Gwaii Haanas National Park Reserve is located at the southern end of Haida Gwaii – formerly called the Queen Charlotte Islands.
If you look at a map, you’ll find the islands off the coast of northern British Columbia near the southern edge of Alaska. They are a difficult place to visit so I think you need to go for at least a week.
How do you get to Gwaii Haanas National Park Reserve?
First you must fly to Sandspit, a small town serviced by Air Canada or take a seven hour ferry ride from Prince Rupert to Skidegate. Then you must get to the boat launch, usually via a shuttle with Moresby Explorers. That’s via a well-traveled dirt logging road.
Then there’s a three to five hour boat ride down toRose Harbour, depending on the logistics of the day for Moresby Explorers. The boat ride is exposed, cold and sometimes wet. It requires that you wear every piece of clothing you’ve brought. I wore seven layers. But it’s all worth it.
A look at the highlights of kayaking in the National Park Reserve
Note that if you want to do the trip self-guided, there is a mandatory 90 minute orientation. You can find more information on the Parks Canada website here.

• **GIVEN MATERIAL**

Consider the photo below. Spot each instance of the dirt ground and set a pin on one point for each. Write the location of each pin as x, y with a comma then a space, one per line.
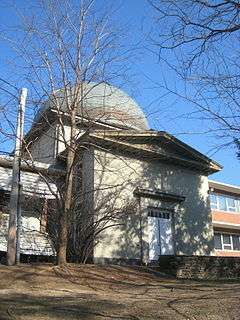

• **YOUR OBJECTIVE**
According to the passage on Gwaii Haanas National Park Reserve, how long is the orientation required for a self-guided trip?

• **TASK SOLUTION**
90 minutes